**GIVEN INSTRUCTION:** Output the data below in full, byte for byte. Nothing may differ.

**PROVIDED MATERIAL:**

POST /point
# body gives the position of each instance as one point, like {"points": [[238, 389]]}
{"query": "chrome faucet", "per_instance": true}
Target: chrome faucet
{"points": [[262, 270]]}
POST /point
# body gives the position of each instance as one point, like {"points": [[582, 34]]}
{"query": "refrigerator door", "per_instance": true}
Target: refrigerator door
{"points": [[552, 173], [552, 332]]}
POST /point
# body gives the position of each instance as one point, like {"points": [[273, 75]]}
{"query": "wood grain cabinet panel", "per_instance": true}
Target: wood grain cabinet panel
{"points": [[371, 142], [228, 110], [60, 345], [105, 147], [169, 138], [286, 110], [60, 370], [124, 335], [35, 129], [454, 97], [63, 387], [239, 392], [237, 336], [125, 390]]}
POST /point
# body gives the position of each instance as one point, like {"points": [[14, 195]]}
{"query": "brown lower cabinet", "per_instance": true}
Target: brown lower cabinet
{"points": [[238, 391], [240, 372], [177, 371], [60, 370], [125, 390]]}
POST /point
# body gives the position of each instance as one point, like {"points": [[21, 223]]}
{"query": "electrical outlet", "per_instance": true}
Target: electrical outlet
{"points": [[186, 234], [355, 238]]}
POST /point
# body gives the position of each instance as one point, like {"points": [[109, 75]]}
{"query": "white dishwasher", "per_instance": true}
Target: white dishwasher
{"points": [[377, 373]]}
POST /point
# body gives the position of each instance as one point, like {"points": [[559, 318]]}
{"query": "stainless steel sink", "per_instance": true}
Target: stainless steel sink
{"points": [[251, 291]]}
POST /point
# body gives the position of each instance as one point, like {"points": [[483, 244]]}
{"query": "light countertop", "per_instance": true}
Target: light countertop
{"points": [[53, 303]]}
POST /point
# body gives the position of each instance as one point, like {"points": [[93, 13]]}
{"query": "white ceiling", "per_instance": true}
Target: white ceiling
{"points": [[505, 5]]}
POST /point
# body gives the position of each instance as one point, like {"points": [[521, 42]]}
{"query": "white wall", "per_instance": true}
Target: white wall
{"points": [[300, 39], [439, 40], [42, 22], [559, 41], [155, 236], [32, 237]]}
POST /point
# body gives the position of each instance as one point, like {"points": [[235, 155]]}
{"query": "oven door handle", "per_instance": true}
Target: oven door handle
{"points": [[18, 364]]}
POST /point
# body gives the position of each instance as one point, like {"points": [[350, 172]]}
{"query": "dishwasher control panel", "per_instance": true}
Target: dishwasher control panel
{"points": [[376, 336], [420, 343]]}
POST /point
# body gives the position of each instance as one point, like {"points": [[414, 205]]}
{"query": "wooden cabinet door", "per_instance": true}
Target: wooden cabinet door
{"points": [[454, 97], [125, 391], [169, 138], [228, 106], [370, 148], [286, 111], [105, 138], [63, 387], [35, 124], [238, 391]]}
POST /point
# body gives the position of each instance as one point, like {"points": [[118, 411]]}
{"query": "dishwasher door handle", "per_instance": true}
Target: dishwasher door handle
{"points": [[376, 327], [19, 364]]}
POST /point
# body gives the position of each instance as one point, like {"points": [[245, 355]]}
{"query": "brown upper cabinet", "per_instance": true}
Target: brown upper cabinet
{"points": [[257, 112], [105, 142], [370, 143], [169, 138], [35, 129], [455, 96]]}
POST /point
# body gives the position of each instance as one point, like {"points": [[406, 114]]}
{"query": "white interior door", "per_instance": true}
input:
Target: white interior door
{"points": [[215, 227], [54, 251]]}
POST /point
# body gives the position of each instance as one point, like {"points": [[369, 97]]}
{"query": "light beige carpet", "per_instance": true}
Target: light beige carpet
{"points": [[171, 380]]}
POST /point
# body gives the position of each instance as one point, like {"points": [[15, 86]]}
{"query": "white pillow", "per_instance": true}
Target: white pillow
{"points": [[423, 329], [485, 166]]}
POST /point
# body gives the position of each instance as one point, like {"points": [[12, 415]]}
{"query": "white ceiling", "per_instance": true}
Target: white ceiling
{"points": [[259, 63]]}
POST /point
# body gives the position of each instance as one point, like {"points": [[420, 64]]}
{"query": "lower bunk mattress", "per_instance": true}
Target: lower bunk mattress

**OUTPUT OF THE EXERCISE:**
POST /point
# body gives the position of each instance as one point, like {"points": [[238, 389]]}
{"query": "chrome faucet", "per_instance": true}
Target: chrome faucet
{"points": [[262, 270]]}
POST /point
# body gives the position of each instance as one point, like {"points": [[582, 34]]}
{"query": "refrigerator door", "per_instance": true}
Target: refrigerator door
{"points": [[552, 173], [552, 332]]}
POST /point
# body gives the position of each instance as one point, like {"points": [[273, 75]]}
{"query": "wood grain cabinet panel", "per_instance": true}
Target: wood grain cabinet panel
{"points": [[371, 142], [228, 110], [60, 345], [105, 147], [169, 138], [286, 110], [60, 370], [124, 335], [35, 129], [454, 97], [63, 387], [239, 392], [237, 336], [125, 390]]}
POST /point
# body gives the position of each instance as one point, like {"points": [[14, 195]]}
{"query": "brown lower cabinet", "per_instance": true}
Target: brown lower cabinet
{"points": [[238, 391], [240, 372], [177, 371], [60, 370], [125, 390]]}
POST /point
# body gives the position of each instance as one point, like {"points": [[21, 223]]}
{"query": "electrical outlet", "per_instance": true}
Target: electrical outlet
{"points": [[186, 234], [355, 238]]}
POST /point
# body gives the position of each instance as one point, like {"points": [[109, 75]]}
{"query": "white dishwasher", "per_instance": true}
Target: white dishwasher
{"points": [[377, 373]]}
POST /point
# body gives the position of each instance as one point, like {"points": [[559, 318]]}
{"query": "stainless steel sink", "per_instance": true}
Target: stainless steel sink
{"points": [[251, 291]]}
POST /point
# body gives the position of each instance as one point, like {"points": [[483, 244]]}
{"query": "light countertop", "per_instance": true}
Target: light countertop
{"points": [[53, 303]]}
POST /point
# body gives the position of each instance as one point, like {"points": [[93, 13]]}
{"query": "white ceiling", "per_instance": true}
Target: white ceiling
{"points": [[505, 5]]}
POST /point
# body gives the position of each instance as one point, like {"points": [[521, 42]]}
{"query": "white wall", "per_instance": true}
Target: white wall
{"points": [[300, 39], [439, 40], [42, 22], [559, 41], [155, 236], [32, 237]]}
POST /point
# body gives the position of each instance as one point, like {"points": [[235, 155]]}
{"query": "oven door handle", "per_instance": true}
Target: oven door handle
{"points": [[18, 364]]}
POST /point
# body gives the position of each instance as one point, like {"points": [[350, 172]]}
{"query": "dishwasher control panel", "per_instance": true}
Target: dishwasher control panel
{"points": [[376, 336], [420, 343]]}
POST /point
# body gives the position of each instance as one point, like {"points": [[414, 205]]}
{"query": "wooden cabinet door", "per_instance": true}
Target: wooden cabinet door
{"points": [[454, 97], [125, 391], [169, 138], [228, 106], [370, 148], [286, 111], [105, 138], [63, 387], [35, 124], [238, 391]]}
POST /point
# body gives the position of each instance as one point, like {"points": [[118, 411]]}
{"query": "dishwasher door handle", "per_instance": true}
Target: dishwasher door handle
{"points": [[376, 327], [19, 364]]}
POST /point
# body gives the position of each instance as one point, like {"points": [[245, 355]]}
{"query": "brown upper cabinet", "per_instance": true}
Target: brown upper cabinet
{"points": [[257, 112], [105, 142], [370, 143], [169, 138], [35, 129], [455, 96]]}
POST /point
# body gives the position of each instance as one point, like {"points": [[406, 114]]}
{"query": "white interior door", "per_instance": true}
input:
Target: white interior door
{"points": [[215, 227], [54, 251]]}
POST /point
# body gives the position of each instance as one point, like {"points": [[369, 97]]}
{"query": "light beige carpet", "per_instance": true}
Target: light beige carpet
{"points": [[171, 380]]}
POST /point
# body gives the position of each instance as one point, like {"points": [[15, 86]]}
{"query": "white pillow", "per_instance": true}
Target: white pillow
{"points": [[423, 329], [485, 166]]}
POST /point
# body gives the position of each instance as one point, like {"points": [[12, 415]]}
{"query": "white ceiling", "per_instance": true}
Target: white ceiling
{"points": [[259, 63]]}
POST /point
# body gives the position of each instance as one point, like {"points": [[420, 64]]}
{"query": "lower bunk mattress", "per_instance": true}
Target: lower bunk mattress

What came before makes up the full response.